练习目标 :: 把网页节选从“subs r0, r1, r0”到“ctions (int+syscall)”这一段重写一遍，并将其中的“thumb1only”改为“thumb1_only”。

╭─ 网页节选

获得这些字段的方法在CsInsn里已经封装好了，id，address，size，bytes，mnemonic，op_str这些基本直接从_raw里面获取或者简单类型转换一下

1 2	`def` `address(self):` `return` `self._raw.address`

detail这个c结构体包含一些额外的功能：

regs_read，字面理解是，返回存储所有读取的隐式寄存器的list，实测只有pc，lr，sp和状态寄存器会被存储在list中

regs_write，字面理解是，返回存储所有写入的隐式寄存器的list，实测只有pc，lr，sp和状态寄存器会被存储在list中

regs_access，合并上面2个的结果

举几个例子（节选自某个so的指令）

itttt eq的 regs_write 是[9]，代表[itstate]

popeq.w {r8, sb, sl, fp}的 regs_read 与 regs_write 是[12][12]，代表[sp] [sp]

cmp r1, r0 的 regs_write 是[3]，代表[cpsr]

groups，返回存储instruction属于的groups的list，常用的有jump跳转功能组，call函数调用功能组，ret返回功能组，int中断功能组

举几个例子

blx #0x2274 的groups是[7, 150, 138, 149, 2, 1]，分别代表[branch_relative，thumb，v5t，notmclass，call，jump]

subs r0, r1, r0 的groups是[150, 151]，分别代表[ thumb ， thumb1only ]

beq.w #0x41ce 的groups是[7, 152, 1]，分别代表[branch_relative， thumb2 ，jump ]

# Common instruction groups - to be consistent across all architectures.
CS_GRP_INVALID = 0  # uninitialized/invalid group.
CS_GRP_JUMP    = 1  # all jump instructions (conditional+direct+indirect jumps)
CS_GRP_CALL    = 2  # all call instructions
CS_GRP_RET     = 3  # all return instructions
CS_GRP_INT     = 4  # all interrupt instructions (int+syscall)

╰─
╭─ 所给条目

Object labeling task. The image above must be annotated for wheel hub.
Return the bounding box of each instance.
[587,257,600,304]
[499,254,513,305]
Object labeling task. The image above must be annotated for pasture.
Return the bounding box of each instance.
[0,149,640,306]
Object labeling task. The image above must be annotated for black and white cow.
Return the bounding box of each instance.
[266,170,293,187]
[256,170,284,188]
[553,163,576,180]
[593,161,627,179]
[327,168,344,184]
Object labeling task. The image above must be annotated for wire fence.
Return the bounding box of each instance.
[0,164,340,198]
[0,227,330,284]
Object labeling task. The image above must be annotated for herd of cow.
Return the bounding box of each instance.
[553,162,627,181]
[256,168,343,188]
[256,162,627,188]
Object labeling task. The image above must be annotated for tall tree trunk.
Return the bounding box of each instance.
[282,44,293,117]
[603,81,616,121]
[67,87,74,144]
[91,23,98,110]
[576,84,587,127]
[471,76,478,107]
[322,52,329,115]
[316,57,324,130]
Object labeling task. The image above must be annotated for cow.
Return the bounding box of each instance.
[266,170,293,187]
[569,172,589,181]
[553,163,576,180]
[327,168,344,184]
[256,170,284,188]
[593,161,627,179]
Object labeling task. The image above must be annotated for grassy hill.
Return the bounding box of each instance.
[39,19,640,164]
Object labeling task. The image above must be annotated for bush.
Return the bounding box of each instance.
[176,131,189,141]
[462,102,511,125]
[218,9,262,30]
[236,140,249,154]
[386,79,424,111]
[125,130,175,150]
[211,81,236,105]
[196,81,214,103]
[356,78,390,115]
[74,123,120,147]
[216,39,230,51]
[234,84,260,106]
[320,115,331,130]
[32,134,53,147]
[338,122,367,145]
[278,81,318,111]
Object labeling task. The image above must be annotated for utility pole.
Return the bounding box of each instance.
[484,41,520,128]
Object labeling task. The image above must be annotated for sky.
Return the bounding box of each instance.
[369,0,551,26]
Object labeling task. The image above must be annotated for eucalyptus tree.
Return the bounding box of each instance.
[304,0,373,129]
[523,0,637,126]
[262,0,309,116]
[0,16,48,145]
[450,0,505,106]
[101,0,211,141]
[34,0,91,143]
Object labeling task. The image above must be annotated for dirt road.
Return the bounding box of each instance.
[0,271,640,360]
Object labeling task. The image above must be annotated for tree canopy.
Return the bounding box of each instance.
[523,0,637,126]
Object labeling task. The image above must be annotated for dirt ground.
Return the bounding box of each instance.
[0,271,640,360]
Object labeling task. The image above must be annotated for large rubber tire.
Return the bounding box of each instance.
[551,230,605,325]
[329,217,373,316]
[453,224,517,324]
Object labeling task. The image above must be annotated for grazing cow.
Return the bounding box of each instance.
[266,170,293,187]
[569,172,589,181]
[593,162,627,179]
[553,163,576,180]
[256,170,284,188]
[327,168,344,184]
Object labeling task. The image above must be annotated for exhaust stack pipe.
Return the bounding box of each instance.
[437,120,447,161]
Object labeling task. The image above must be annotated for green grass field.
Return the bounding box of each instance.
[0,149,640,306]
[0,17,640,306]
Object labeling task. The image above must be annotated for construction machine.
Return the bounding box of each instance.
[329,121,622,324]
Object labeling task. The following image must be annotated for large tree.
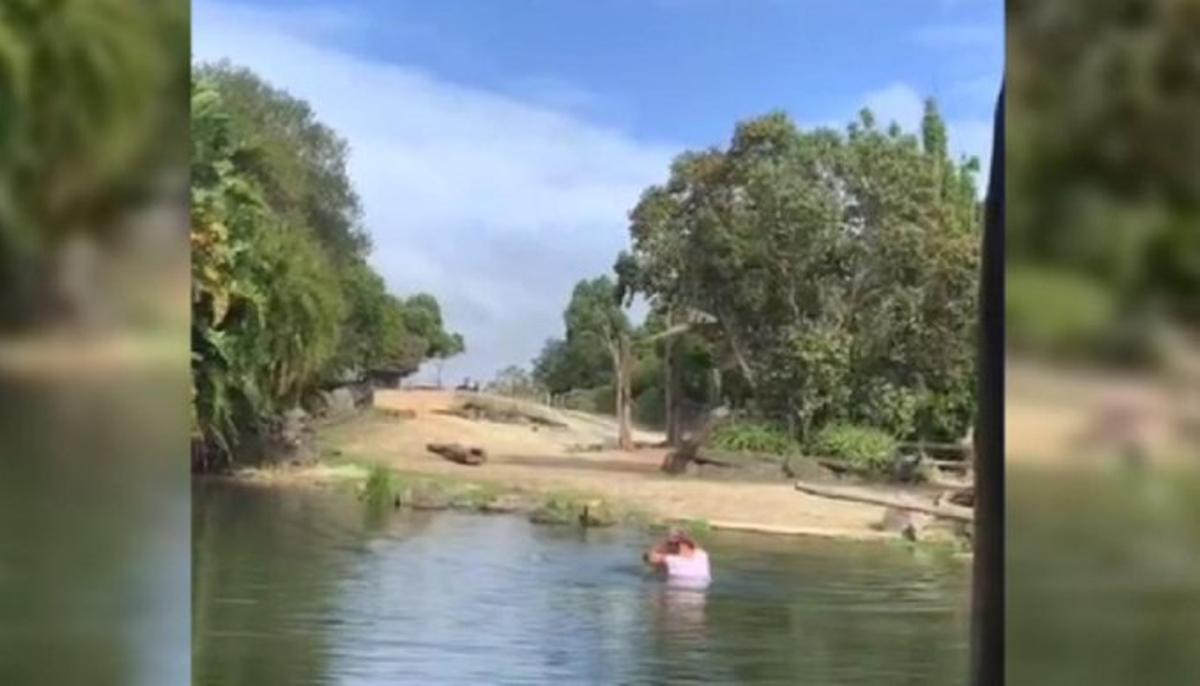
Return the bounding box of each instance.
[563,276,634,450]
[617,102,979,437]
[192,66,463,468]
[0,0,188,325]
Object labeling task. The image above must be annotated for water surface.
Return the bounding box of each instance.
[192,482,968,686]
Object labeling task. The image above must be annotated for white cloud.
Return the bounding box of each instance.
[913,23,1004,49]
[193,1,678,380]
[863,83,925,131]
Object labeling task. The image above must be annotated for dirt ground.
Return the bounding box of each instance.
[322,391,945,540]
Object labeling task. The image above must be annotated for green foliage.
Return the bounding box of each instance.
[708,422,799,455]
[362,464,401,507]
[805,423,896,474]
[1004,265,1116,356]
[1006,0,1200,338]
[191,66,463,469]
[617,101,980,440]
[0,0,188,324]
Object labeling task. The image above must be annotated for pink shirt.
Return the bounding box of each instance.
[664,550,713,583]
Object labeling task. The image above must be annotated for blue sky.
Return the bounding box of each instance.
[193,0,1003,380]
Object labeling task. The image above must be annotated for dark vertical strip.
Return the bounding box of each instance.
[971,85,1004,686]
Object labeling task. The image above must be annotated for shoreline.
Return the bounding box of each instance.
[208,461,972,559]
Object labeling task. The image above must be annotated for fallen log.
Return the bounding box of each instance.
[796,481,974,523]
[944,485,974,507]
[425,443,487,467]
[929,459,971,471]
[817,458,870,476]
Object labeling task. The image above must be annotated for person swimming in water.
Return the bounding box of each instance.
[642,530,713,585]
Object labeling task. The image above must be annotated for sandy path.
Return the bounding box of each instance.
[324,391,894,538]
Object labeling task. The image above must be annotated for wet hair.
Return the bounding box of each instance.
[667,530,696,552]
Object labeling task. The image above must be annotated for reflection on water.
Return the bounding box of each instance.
[193,482,967,686]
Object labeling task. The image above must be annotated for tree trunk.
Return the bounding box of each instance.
[617,336,635,451]
[608,333,634,451]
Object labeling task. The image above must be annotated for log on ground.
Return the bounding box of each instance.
[796,481,974,522]
[425,443,487,467]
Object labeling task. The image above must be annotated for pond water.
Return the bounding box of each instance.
[192,481,970,686]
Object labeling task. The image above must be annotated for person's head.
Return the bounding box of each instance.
[667,529,696,553]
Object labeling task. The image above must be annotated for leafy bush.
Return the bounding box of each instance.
[708,422,798,455]
[1004,266,1116,355]
[808,423,896,473]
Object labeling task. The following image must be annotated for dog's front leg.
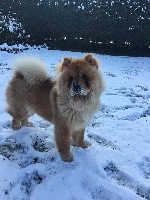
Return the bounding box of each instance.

╰─

任务结果 ::
subs r0, r1, r0 的groups是[150, 151]，分别代表[ thumb ， thumb1_only ]

beq.w #0x41ce 的groups是[7, 152, 1]，分别代表[branch_relative， thumb2 ，jump ]

# Common instruction groups - to be consistent across all architectures.
CS_GRP_INVALID = 0  # uninitialized/invalid group.
CS_GRP_JUMP    = 1  # all jump instructions (conditional+direct+indirect jumps)
CS_GRP_CALL    = 2  # all call instructions
CS_GRP_RET     = 3  # all return instructions
CS_GRP_INT     = 4  # all interrupt instructions (int+syscall)